▸ **KURZE ÜBUNG 1**:
Kopiere aus dem Text über Siegmunds Gletscherbild wortgetreu den Abschnitt, der mit den Worten beginnt, die „Foto/Scan - Digital“ enthalten, und mit „Wien, Pest, Leipzig.“ endet.

▸ **TEXTBLOCK**:
----------

Historische Arbeiten
W. Griem 2007 - 2020Inhalt der Seite: Abbildung | Beschreibungen | Text | Info der Abbildung | Nächste Seite | Inhalt | Mehr geovirtual
Siegmund
(1877) veröffentlichte ein Bild eines Gletschers mit einer Moräne. Er
Unterscheidet Gletscher 1. 2. und 3. Orden - geordnet nach ihrer Größe.
Foto/Scan - Digital Bearbeitet: (W. Griem, 2019); aus: Siegmund, F. (1877): Untergegangene Welten - Eine populäre Darstellung der Geschichte der Schöpfung und der Wunder der Vorwelt. Abbildung 16: Gletscher und Moräne, Seite 57 - Original-Dimension: 11 cm X 5 cm.
Siegmund, F. (1877): Untergegangene Welten - Eine populäre Darstellung der
Geschichte der Schöpfung und der Wunder der Vorwelt. - 836 Seiten,
288 Abbildungen und eine Karte; Verlag A. Hartlebens, Wien, Pest, Leipzig.

----------

▸ **BEREITGESTELLTE DATEN**:
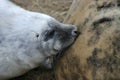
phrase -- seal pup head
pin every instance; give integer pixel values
(55, 38)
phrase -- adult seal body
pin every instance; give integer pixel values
(27, 39)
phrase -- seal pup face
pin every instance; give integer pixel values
(55, 38)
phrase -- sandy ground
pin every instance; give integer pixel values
(56, 8)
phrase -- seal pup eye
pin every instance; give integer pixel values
(49, 34)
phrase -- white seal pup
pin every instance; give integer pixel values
(28, 38)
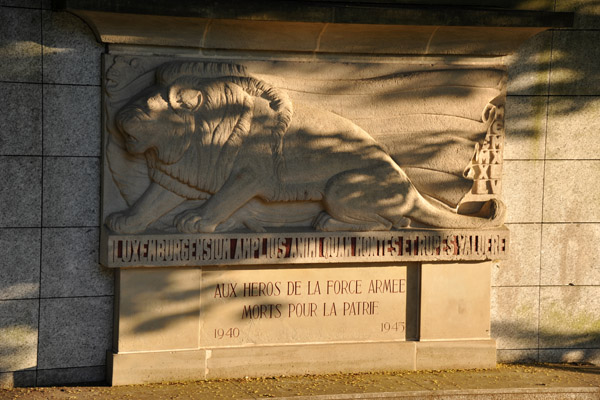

----------

▸ **KURZE ÜBUNG 2**:
Bearbeite bitte in den Datensätzen den Teil, der mit der Zeile beginnt, die „phrase -- white seal pup“ enthält, und bis zum Ende der Datensätze reicht, beide Enden eingeschlossen: Ersetze „white“ durch „gray“ und lass alles andere unverändert. Gib nur diese Zeilen aus und lass die Bilder in der Antwort weg.

▸ **ENDERGEBNIS 1**:
Foto/Scan - Digital Bearbeitet: (W. Griem, 2019); aus: Siegmund, F. (1877): Untergegangene Welten - Eine populäre Darstellung der Geschichte der Schöpfung und der Wunder der Vorwelt. Abbildung 16: Gletscher und Moräne, Seite 57 - Original-Dimension: 11 cm X 5 cm.
Siegmund, F. (1877): Untergegangene Welten - Eine populäre Darstellung der
Geschichte der Schöpfung und der Wunder der Vorwelt. - 836 Seiten,
288 Abbildungen und eine Karte; Verlag A. Hartlebens, Wien, Pest, Leipzig.

▸ **ENDERGEBNIS 2**:
phrase -- gray seal pup
pin every instance; give integer pixel values
(28, 38)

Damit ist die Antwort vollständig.